'device to tcp state' stuck on 'closing'
Sometimes our connections get stuck on closing state, as seen in showport on admin console. Seems that outside windows clients encountered this problem more often (they were also connecting via raw tcp socket and they were too lazy to fix), so we moved to localhost and remote machines connect using HTTP API -> python telnet . On localhost ubuntu machine the problem seems to be a lot more rare, but still appears.
When I connect to a port that is stuck in this fashion, I may get some initial output, but it is most likely from the buffer, as I get it every time I try to connect. Attempting to send input or generate more output from serial side does not result in output being sent to connections.
Ser2net is set up as a user daemon:
init.d config
$ cat /etc/init.d/ser2net
#! /bin/bash
#
# ser2net init script for ser2net
#
# Written by Miquel van Smoorenburg <[email protected]>.
# Modified for Debian GNU/Linux
# by Ian Murdock <[email protected]>.
# Modified for ser2net by Marc Haber <[email protected]>
### BEGIN INIT INFO
# Provides: ser2net
# Required-Start: $network $remote_fs
# Required-Stop: $network $remote_fs
# Should-Start:
# Should-Stop:
# Default-Start: 2 3 4 5
# Default-Stop: 0 1 6
# Short-Description: Allows network connections to serial ports
# Description: This daemon allows telnet and tcp sessions to be established with a unit's serial ports.
### END INIT INFO
set -e
if [ -r "/lib/lsb/init-functions" ]; then
. /lib/lsb/init-functions
else
echo "E: /lib/lsb/init-functions not found, lsb-base (>= 3.0-6) needed"
exit 1
fi
if [ -n "$SER2NETDEBUG" ]; then
echo "now debugging $0 $@"
set -x
fi
LANG=C
export LANG
PATH=/sbin:/bin:/usr/sbin:/usr/bin
DAEMON=/usr/sbin/ser2net
NAME=ser2net
DESC="Serial port to network proxy"
PIDFILE=/run/$NAME.pid
test -f $DAEMON || exit 0
# Defaults
CONFFILE="/etc/ser2net.yaml"

[Point annotation dataset records]
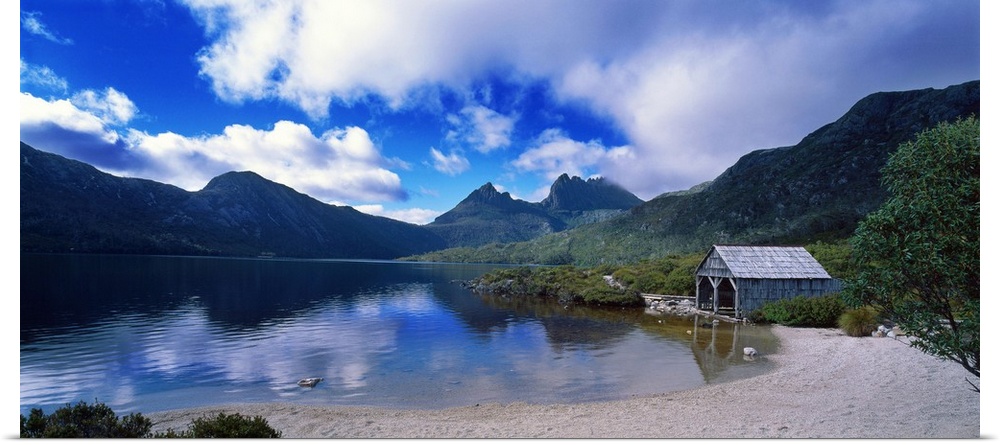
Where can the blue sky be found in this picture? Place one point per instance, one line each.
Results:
(402, 108)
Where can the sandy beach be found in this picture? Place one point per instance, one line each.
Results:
(825, 385)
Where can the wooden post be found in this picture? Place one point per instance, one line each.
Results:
(715, 293)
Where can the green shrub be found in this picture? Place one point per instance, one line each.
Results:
(83, 420)
(99, 421)
(228, 426)
(816, 312)
(859, 322)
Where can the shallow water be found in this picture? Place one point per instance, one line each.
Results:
(149, 333)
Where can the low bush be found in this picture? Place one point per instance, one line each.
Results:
(228, 426)
(859, 322)
(84, 420)
(816, 312)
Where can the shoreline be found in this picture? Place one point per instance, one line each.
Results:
(824, 385)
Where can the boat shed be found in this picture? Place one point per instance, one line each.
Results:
(736, 279)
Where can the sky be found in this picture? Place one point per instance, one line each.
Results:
(403, 108)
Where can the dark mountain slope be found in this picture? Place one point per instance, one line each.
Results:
(488, 216)
(817, 189)
(575, 194)
(70, 206)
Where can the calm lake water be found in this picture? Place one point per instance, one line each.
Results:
(152, 333)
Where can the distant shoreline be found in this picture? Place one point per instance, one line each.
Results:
(825, 385)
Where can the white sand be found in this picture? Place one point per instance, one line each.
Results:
(825, 385)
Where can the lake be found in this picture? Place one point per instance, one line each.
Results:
(152, 333)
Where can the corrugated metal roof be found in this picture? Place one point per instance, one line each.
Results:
(770, 262)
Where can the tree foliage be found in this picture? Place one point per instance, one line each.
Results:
(84, 420)
(917, 256)
(800, 311)
(98, 420)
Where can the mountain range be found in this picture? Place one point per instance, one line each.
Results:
(817, 189)
(488, 216)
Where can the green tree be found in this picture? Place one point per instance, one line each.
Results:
(917, 256)
(82, 421)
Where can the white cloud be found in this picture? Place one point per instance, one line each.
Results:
(110, 105)
(553, 153)
(451, 164)
(37, 112)
(42, 76)
(414, 215)
(341, 165)
(31, 22)
(481, 128)
(692, 85)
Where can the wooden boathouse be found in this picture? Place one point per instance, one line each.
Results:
(736, 279)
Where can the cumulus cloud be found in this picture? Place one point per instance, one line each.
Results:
(342, 164)
(42, 76)
(451, 164)
(691, 85)
(31, 22)
(110, 105)
(481, 128)
(554, 153)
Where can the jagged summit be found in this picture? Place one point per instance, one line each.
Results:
(575, 194)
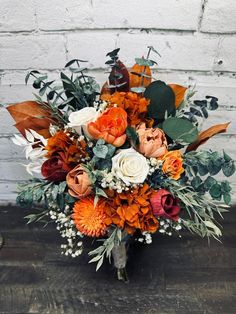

→ **Goals**:
1 – Please list every shell variable that the init script in the ser2net thread assigns a value to.
2 – Write what follows in the ser2net thread, picking up right after its final line.

→ **Answers**:
1 – LANG, PATH, DAEMON, NAME, DESC, PIDFILE, CONFFILE

2 –
OPTIONS=""
CONTROLPORT=""
# Read config file (will override defaults above)
[ -r /etc/default/ser2net ] && . /etc/default/ser2net
# this is from madduck on IRC, 2006-07-06
# There should be a better possibility to give daemon error messages
# and/or to log things
log()
{
case "$1" in
[[:digit:]]*) success=$1; shift;;
*) :;;
esac
log_action_begin_msg "$1"; shift
log_action_end_msg ${success:-0} "$*"
}
start () {
if ! pidofproc -p "$PIDFILE" "$DAEMON" >/dev/null; then
start_daemon -p $PIDFILE $DAEMON ${CONTROLPORT:+-p} $CONTROLPORT -c $CONFFILE -P $PIDFILE $OPTIONS
ret=$?
else
log_failure_msg "already running!"
log_end_msg 1
exit 1
fi
return $ret
}
stop () {
# this is a workaround for #451529 as ser2net 2.5 does not delete its pidfile
SIG="${1:--TERM}"
killproc -p "$PIDFILE" "$DAEMON" "$SIG"
# this is a workaround for killproc -TERM not zapping the pidfile
if ! pidofproc -p "$PIDFILE" "$DAEMON" >/dev/null; then
rm -f $PIDFILE
fi
}
status()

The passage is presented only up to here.